> [Instructions to follow]: Lay out the records below as a Markdown table with the columns No. and Line. Each nonblank line gets its own row with a running number.

> [Supplied data]:
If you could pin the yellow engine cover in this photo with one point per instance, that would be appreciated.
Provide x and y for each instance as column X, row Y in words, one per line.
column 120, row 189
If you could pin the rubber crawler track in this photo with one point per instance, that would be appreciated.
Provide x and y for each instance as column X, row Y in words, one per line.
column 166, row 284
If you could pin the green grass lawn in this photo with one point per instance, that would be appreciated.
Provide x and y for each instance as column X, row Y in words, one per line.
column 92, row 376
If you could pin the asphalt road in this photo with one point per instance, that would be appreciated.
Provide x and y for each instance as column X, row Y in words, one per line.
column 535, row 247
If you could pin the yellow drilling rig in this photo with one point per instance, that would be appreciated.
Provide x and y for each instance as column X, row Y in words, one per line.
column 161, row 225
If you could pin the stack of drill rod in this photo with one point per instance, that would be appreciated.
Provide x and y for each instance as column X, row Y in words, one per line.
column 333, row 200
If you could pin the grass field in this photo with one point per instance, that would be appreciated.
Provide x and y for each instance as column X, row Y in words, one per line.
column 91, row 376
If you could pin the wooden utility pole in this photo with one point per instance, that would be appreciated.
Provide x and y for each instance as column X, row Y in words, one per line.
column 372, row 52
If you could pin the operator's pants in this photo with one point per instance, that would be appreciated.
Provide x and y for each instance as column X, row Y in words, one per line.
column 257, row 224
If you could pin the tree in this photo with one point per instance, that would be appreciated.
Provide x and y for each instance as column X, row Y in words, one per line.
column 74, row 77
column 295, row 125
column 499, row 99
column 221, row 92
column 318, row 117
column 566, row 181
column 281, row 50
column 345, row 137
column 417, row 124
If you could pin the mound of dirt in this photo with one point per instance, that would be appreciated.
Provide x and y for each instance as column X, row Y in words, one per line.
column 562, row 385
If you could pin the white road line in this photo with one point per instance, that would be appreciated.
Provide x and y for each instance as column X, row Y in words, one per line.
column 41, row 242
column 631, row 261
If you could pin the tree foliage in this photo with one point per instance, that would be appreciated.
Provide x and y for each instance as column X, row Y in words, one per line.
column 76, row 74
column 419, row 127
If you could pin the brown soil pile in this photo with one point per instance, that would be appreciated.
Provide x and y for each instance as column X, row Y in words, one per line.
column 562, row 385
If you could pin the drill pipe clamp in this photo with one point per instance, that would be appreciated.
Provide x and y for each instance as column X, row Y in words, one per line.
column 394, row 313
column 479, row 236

> [Result]:
| No. | Line |
|---|---|
| 1 | If you could pin the yellow engine cover in this photo with one point per instance, that would be appreciated. |
| 2 | Provide x and y for each instance as column X, row Y in words, one per line. |
| 3 | column 120, row 189 |
| 4 | If you could pin the rubber crawler track in this photo with one point per instance, that would be appreciated. |
| 5 | Provide x and y for each instance as column X, row Y in words, one per line. |
| 6 | column 166, row 284 |
| 7 | If you could pin the green grass lawn in this photo with one point per instance, that would be appreciated. |
| 8 | Provide x and y for each instance as column X, row Y in words, one per line. |
| 9 | column 92, row 376 |
| 10 | If you could pin the asphalt road in this photo with one point per instance, that would be appreciated. |
| 11 | Provide x and y for each instance as column X, row Y in words, one per line. |
| 12 | column 535, row 247 |
| 13 | If you could pin the yellow drilling rig in this photo with one point per instance, that would be appreciated. |
| 14 | Provide x and y for each instance as column X, row Y in words, one per line. |
| 15 | column 161, row 225 |
| 16 | If you could pin the stack of drill rod in this photo with one point per instance, that would be appreciated. |
| 17 | Provide x and y for each instance as column X, row Y in words, one per line. |
| 18 | column 333, row 200 |
| 19 | If you could pin the grass field in this photo with one point per instance, that would be appreciated. |
| 20 | Provide x and y for each instance as column X, row Y in words, one per line. |
| 21 | column 91, row 376 |
| 22 | If you could pin the wooden utility pole in this photo with one point per instance, that would be appreciated. |
| 23 | Provide x and y for each instance as column X, row Y in words, one per line. |
| 24 | column 372, row 52 |
| 25 | If you could pin the operator's pants in this photo with one point per instance, that would be appreciated. |
| 26 | Provide x and y for each instance as column X, row Y in words, one per line. |
| 27 | column 257, row 224 |
| 28 | If you could pin the tree in this photo with one point per instance, that would be appreciated. |
| 29 | Provide x and y for each instance as column X, row Y in words, one per line. |
| 30 | column 74, row 77 |
| 31 | column 295, row 125 |
| 32 | column 499, row 99 |
| 33 | column 221, row 92 |
| 34 | column 318, row 117 |
| 35 | column 566, row 181 |
| 36 | column 281, row 50 |
| 37 | column 345, row 137 |
| 38 | column 417, row 124 |
| 39 | If you could pin the mound of dirt in this photo with one point per instance, that would be appreciated. |
| 40 | Provide x and y for each instance as column X, row Y in words, one per line. |
| 41 | column 562, row 385 |
| 42 | If you could pin the white road line in this photo with one point per instance, that would be appreciated. |
| 43 | Provide x and y for each instance as column X, row Y in words, one per line. |
| 44 | column 41, row 242 |
| 45 | column 631, row 261 |
| 46 | If you could pin the tree foliage in this photo with one point per instance, that would be appreciated. |
| 47 | Provide x and y for each instance as column X, row Y in words, one per line. |
| 48 | column 76, row 74 |
| 49 | column 419, row 127 |
| 50 | If you could pin the brown soil pile in this photo with one point per instance, that would be appreciated. |
| 51 | Provide x and y for each instance as column X, row Y in words, one per line. |
| 52 | column 562, row 385 |
| 53 | If you could pin the drill pipe clamp in this photo with one point per instance, that would be appreciated. |
| 54 | Provide x and y for each instance as column X, row Y in words, one per line. |
| 55 | column 394, row 313 |
| 56 | column 479, row 236 |